== Text ==
Reputation: 1037
Could you someone help me to resolve the GC overhead error.
Background: This is a pig script that loads data from 4 hive tables through HCATALOGUE. The hive tables are in sequence file and partitioned by date. The load data size is approx. 24TB.
This script has run successful for 16TB.
Issue: The job fails while trying to read data from hive. The application Id is not submitted for this map reduce and the failure happens even before the application Id is submitted. So, could not find the logs in YARN.
I tried modifying yarn.app.mapreduce.am.resource.mb to 6G, mapreduce.map.memory.mb(6GB), mapreduce.map.java.opts(0.8% of 6GB), mapreduce.reduce.memory.mb(8GB) and mapreduce.reduce.java.opts. And still get the same error.
Any help on this please?
Thank you.
Upvotes: 1
Views: 10495
Reputation: 744
There are two configurations, need to be changed.
1.-XX:+UseConcMarkSweepGC = makes GC more frequent.
in hive console, just fire this, u should be good to go .
hive> SET mapred.child.java.opts=-Xmx4G -XX:+UseConcMarkSweepGC -XX:-UseGCOverheadLimit;
Upvotes: 5
===
Problems |
[1] According to the forum thread, on how much data had the pig script previously run successfully?
[2] Please gather every line of the rows that contains the word "patch".
== Provided data ==
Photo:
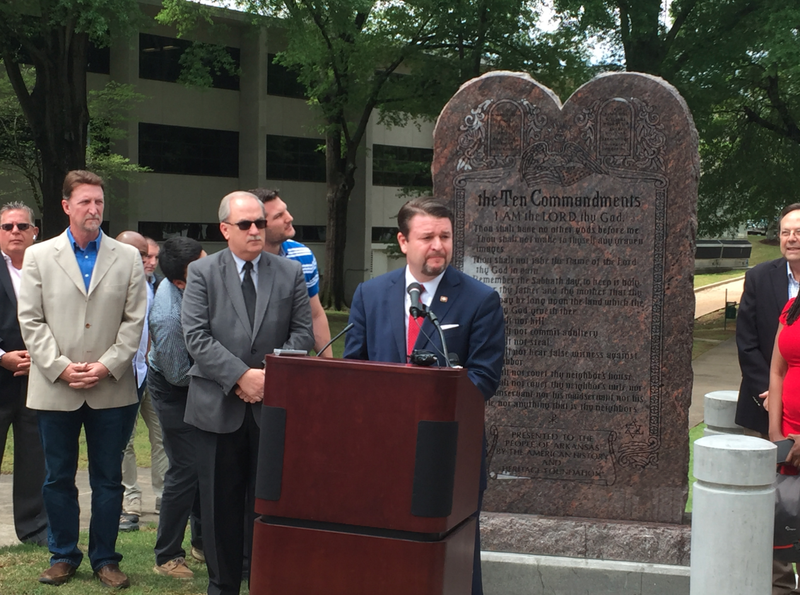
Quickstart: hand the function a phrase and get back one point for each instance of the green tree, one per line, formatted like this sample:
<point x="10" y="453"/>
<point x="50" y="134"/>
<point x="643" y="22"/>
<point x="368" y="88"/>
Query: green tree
<point x="404" y="58"/>
<point x="18" y="154"/>
<point x="53" y="36"/>
<point x="737" y="64"/>
<point x="740" y="74"/>
<point x="108" y="107"/>
<point x="639" y="27"/>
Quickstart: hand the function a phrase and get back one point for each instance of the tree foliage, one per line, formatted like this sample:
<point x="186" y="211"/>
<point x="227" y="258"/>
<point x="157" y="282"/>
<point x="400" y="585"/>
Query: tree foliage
<point x="53" y="37"/>
<point x="737" y="64"/>
<point x="108" y="107"/>
<point x="403" y="59"/>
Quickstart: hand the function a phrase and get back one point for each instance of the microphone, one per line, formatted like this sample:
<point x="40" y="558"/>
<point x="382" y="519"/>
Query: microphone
<point x="414" y="291"/>
<point x="339" y="334"/>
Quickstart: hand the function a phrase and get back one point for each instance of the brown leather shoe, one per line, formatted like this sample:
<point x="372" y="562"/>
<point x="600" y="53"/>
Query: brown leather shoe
<point x="111" y="576"/>
<point x="58" y="574"/>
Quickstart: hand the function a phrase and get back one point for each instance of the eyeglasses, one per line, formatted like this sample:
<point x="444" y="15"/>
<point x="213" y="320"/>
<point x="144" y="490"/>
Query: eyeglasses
<point x="20" y="226"/>
<point x="245" y="225"/>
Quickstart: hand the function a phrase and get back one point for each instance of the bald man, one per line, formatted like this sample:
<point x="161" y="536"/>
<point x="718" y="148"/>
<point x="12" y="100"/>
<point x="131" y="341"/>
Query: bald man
<point x="132" y="500"/>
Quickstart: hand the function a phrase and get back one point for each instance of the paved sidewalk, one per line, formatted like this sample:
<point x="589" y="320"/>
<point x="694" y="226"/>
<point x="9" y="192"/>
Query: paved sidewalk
<point x="712" y="298"/>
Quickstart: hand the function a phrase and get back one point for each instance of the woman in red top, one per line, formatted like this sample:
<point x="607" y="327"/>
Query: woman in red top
<point x="784" y="381"/>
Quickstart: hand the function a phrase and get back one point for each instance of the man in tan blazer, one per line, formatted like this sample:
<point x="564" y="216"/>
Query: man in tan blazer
<point x="81" y="311"/>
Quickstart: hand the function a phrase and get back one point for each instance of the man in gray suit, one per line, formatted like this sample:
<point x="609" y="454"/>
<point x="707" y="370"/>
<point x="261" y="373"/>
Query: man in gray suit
<point x="238" y="305"/>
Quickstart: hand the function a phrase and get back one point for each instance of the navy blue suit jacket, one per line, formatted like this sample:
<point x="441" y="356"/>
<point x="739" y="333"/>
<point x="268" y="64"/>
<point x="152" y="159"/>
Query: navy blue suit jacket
<point x="10" y="338"/>
<point x="379" y="334"/>
<point x="766" y="291"/>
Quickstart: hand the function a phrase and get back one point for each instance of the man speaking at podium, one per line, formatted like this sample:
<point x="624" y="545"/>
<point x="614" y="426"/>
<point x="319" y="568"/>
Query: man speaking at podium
<point x="469" y="312"/>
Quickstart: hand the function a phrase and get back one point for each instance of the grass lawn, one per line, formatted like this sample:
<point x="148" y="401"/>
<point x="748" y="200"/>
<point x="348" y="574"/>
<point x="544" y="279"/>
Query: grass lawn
<point x="695" y="433"/>
<point x="21" y="565"/>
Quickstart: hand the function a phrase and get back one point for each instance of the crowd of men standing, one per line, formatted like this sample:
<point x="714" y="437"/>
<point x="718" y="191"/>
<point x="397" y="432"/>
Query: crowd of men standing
<point x="89" y="334"/>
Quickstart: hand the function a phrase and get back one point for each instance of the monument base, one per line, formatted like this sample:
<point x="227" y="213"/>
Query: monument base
<point x="523" y="574"/>
<point x="594" y="539"/>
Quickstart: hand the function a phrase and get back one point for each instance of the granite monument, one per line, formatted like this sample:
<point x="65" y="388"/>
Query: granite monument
<point x="583" y="218"/>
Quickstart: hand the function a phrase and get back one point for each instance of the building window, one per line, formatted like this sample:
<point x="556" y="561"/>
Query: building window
<point x="401" y="166"/>
<point x="164" y="230"/>
<point x="310" y="233"/>
<point x="160" y="60"/>
<point x="384" y="235"/>
<point x="293" y="158"/>
<point x="283" y="82"/>
<point x="189" y="151"/>
<point x="99" y="59"/>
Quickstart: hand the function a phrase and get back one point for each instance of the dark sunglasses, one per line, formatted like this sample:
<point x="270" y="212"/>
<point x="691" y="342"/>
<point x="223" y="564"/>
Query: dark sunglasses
<point x="245" y="225"/>
<point x="20" y="226"/>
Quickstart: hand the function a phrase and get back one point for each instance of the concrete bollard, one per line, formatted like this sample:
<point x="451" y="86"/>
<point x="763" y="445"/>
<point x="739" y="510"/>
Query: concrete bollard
<point x="732" y="516"/>
<point x="719" y="412"/>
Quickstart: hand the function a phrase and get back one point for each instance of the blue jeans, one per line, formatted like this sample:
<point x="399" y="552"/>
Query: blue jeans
<point x="181" y="498"/>
<point x="107" y="432"/>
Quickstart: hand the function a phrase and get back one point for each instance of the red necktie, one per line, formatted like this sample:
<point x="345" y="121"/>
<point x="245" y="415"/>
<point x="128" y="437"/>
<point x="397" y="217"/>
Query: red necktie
<point x="414" y="325"/>
<point x="413" y="332"/>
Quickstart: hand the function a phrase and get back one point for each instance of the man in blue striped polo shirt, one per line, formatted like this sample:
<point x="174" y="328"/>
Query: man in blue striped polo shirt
<point x="278" y="241"/>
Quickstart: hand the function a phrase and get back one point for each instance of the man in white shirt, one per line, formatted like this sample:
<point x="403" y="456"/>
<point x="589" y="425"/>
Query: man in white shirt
<point x="132" y="502"/>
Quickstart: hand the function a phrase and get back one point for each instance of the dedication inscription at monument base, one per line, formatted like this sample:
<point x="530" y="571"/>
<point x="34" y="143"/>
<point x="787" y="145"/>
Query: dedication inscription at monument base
<point x="582" y="217"/>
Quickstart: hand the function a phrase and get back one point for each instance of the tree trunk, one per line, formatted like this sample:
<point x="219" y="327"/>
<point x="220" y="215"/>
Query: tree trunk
<point x="340" y="182"/>
<point x="58" y="114"/>
<point x="644" y="48"/>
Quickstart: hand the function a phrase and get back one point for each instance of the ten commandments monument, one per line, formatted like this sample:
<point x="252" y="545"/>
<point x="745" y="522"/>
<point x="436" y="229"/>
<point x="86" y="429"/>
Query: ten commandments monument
<point x="583" y="218"/>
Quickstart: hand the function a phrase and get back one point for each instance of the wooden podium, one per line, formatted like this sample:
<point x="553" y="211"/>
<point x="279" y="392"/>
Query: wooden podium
<point x="368" y="476"/>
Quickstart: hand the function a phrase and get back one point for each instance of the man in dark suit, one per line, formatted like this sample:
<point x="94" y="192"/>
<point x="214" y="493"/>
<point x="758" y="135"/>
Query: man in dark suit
<point x="238" y="305"/>
<point x="767" y="288"/>
<point x="17" y="233"/>
<point x="469" y="312"/>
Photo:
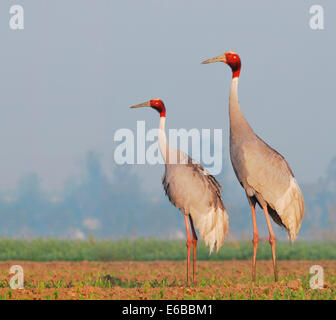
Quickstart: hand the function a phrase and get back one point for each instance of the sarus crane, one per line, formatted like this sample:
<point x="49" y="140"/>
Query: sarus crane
<point x="193" y="190"/>
<point x="262" y="171"/>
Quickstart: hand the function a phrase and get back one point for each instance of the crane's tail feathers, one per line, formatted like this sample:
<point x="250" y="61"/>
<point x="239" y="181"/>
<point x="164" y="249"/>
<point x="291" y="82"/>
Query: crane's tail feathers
<point x="212" y="227"/>
<point x="291" y="209"/>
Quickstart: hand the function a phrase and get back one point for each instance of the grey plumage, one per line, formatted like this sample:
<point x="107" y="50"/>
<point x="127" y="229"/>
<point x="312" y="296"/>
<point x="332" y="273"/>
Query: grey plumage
<point x="193" y="190"/>
<point x="263" y="172"/>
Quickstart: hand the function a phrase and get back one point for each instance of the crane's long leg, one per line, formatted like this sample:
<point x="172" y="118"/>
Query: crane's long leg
<point x="272" y="239"/>
<point x="188" y="248"/>
<point x="255" y="240"/>
<point x="194" y="241"/>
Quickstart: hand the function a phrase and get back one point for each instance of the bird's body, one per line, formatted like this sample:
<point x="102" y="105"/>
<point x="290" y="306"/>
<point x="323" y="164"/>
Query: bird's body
<point x="262" y="171"/>
<point x="193" y="190"/>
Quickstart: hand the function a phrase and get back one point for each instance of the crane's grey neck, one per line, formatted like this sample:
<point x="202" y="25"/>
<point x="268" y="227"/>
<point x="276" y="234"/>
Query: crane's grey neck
<point x="239" y="127"/>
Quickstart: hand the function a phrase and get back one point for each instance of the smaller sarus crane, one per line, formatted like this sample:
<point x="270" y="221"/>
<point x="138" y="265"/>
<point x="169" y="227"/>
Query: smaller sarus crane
<point x="262" y="171"/>
<point x="193" y="190"/>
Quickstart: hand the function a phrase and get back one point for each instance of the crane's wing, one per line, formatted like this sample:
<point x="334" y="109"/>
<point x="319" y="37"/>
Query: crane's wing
<point x="268" y="173"/>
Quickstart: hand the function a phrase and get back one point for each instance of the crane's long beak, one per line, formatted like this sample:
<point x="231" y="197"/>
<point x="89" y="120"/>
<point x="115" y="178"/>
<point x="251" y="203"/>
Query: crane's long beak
<point x="220" y="58"/>
<point x="145" y="104"/>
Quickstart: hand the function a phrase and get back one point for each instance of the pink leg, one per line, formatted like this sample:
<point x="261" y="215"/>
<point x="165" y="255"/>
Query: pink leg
<point x="188" y="248"/>
<point x="255" y="242"/>
<point x="194" y="241"/>
<point x="272" y="242"/>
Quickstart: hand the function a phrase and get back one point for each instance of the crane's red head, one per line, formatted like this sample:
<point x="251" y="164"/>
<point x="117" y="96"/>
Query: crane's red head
<point x="230" y="58"/>
<point x="156" y="104"/>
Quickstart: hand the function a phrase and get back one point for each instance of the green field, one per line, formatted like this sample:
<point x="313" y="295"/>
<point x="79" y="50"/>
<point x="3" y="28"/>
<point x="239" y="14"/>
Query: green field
<point x="154" y="249"/>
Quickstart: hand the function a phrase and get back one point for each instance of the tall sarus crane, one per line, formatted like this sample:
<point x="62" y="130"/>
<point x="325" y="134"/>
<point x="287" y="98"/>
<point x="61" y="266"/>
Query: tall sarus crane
<point x="262" y="171"/>
<point x="193" y="190"/>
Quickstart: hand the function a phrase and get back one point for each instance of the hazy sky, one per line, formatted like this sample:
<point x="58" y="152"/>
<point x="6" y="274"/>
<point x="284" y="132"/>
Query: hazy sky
<point x="67" y="80"/>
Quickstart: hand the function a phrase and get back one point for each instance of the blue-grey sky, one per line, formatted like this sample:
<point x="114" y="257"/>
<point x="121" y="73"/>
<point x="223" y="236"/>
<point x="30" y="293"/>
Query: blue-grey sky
<point x="67" y="80"/>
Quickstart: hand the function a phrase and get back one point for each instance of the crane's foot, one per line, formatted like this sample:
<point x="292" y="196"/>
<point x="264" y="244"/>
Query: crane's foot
<point x="254" y="259"/>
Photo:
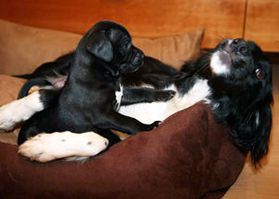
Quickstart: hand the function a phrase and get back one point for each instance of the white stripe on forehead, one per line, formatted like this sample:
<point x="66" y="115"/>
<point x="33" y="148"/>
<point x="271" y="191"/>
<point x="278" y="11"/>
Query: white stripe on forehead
<point x="217" y="66"/>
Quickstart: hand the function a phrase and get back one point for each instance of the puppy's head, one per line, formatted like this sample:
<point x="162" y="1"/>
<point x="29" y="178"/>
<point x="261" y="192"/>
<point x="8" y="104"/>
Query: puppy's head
<point x="111" y="44"/>
<point x="246" y="72"/>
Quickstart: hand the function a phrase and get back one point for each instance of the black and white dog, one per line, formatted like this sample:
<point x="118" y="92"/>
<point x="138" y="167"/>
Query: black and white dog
<point x="234" y="79"/>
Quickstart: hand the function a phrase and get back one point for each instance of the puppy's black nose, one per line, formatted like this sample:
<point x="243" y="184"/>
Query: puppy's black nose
<point x="237" y="41"/>
<point x="239" y="46"/>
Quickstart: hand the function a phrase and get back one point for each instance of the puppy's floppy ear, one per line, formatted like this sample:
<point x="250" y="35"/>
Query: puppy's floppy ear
<point x="100" y="46"/>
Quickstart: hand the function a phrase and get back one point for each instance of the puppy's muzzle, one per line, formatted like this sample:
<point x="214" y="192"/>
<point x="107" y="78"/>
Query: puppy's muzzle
<point x="135" y="60"/>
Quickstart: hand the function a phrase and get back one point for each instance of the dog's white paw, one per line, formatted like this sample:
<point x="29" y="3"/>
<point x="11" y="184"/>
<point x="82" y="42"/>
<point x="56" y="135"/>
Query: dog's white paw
<point x="19" y="110"/>
<point x="47" y="147"/>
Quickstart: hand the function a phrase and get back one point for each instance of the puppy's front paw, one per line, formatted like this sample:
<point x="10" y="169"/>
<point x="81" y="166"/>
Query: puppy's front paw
<point x="164" y="96"/>
<point x="48" y="147"/>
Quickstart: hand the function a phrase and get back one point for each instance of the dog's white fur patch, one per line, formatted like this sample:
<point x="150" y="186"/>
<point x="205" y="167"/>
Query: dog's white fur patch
<point x="47" y="147"/>
<point x="19" y="110"/>
<point x="218" y="67"/>
<point x="159" y="111"/>
<point x="118" y="97"/>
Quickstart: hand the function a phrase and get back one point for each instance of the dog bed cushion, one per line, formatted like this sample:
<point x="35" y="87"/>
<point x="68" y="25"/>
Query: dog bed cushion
<point x="188" y="156"/>
<point x="23" y="48"/>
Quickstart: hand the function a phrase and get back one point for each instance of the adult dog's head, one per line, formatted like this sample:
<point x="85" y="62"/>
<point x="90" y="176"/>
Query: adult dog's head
<point x="110" y="45"/>
<point x="241" y="76"/>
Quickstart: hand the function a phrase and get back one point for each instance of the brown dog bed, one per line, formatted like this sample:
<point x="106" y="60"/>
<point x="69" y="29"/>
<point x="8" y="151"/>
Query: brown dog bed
<point x="188" y="156"/>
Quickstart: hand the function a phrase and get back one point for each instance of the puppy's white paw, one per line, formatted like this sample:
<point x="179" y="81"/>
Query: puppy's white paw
<point x="19" y="110"/>
<point x="47" y="147"/>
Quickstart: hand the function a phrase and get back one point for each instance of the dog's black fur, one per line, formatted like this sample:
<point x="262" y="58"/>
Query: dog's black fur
<point x="242" y="99"/>
<point x="87" y="100"/>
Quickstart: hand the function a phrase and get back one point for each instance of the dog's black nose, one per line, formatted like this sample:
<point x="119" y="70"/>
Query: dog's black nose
<point x="236" y="41"/>
<point x="239" y="45"/>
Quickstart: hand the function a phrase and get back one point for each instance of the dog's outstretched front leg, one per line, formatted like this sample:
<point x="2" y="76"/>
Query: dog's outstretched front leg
<point x="21" y="110"/>
<point x="144" y="95"/>
<point x="47" y="147"/>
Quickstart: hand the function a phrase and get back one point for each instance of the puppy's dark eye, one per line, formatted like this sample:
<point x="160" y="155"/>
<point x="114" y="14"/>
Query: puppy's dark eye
<point x="260" y="74"/>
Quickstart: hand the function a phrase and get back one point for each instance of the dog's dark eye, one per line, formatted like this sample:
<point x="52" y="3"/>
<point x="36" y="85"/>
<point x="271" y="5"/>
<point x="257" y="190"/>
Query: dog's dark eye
<point x="259" y="73"/>
<point x="243" y="50"/>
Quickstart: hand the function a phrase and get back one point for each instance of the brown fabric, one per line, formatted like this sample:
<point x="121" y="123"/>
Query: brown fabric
<point x="23" y="48"/>
<point x="188" y="156"/>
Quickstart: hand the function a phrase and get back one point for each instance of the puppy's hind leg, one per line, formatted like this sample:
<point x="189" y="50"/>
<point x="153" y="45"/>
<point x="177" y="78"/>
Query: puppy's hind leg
<point x="21" y="110"/>
<point x="47" y="147"/>
<point x="145" y="95"/>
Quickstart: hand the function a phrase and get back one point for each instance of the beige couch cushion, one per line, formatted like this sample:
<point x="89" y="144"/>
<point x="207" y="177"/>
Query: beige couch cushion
<point x="23" y="48"/>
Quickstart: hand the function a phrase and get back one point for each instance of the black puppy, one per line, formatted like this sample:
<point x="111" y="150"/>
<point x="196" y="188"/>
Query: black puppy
<point x="89" y="99"/>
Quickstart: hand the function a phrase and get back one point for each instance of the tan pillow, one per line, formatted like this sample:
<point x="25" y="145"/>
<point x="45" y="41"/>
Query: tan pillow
<point x="9" y="87"/>
<point x="23" y="48"/>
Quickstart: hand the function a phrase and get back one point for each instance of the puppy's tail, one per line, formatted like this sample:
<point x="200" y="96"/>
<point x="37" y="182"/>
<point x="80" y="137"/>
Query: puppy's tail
<point x="40" y="82"/>
<point x="24" y="76"/>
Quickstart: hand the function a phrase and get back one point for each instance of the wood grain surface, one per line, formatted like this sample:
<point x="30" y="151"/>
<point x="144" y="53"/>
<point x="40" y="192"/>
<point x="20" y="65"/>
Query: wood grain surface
<point x="262" y="23"/>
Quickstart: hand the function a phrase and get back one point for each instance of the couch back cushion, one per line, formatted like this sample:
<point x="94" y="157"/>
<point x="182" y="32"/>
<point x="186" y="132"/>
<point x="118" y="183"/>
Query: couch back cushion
<point x="23" y="48"/>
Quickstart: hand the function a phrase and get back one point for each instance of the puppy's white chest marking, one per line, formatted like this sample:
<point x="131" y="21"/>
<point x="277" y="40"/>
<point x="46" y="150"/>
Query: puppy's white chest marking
<point x="150" y="112"/>
<point x="19" y="111"/>
<point x="118" y="97"/>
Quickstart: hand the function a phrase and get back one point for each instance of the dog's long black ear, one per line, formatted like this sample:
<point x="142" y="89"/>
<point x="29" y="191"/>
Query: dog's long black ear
<point x="100" y="46"/>
<point x="263" y="122"/>
<point x="254" y="130"/>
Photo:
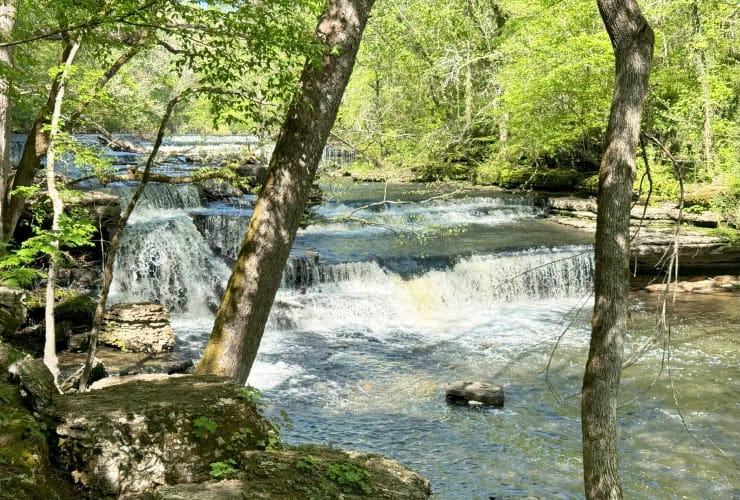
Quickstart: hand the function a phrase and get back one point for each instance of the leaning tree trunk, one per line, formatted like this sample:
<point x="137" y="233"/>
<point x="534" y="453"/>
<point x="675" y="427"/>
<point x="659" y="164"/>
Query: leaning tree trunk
<point x="632" y="41"/>
<point x="50" y="352"/>
<point x="115" y="240"/>
<point x="7" y="22"/>
<point x="241" y="319"/>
===
Full answers |
[1] 16TB

[2]
Quickstart: hand the function a phrase and get back one point for each instance of the dog's white fur patch, one per line, formatted like this sample:
Query: dog's white fur patch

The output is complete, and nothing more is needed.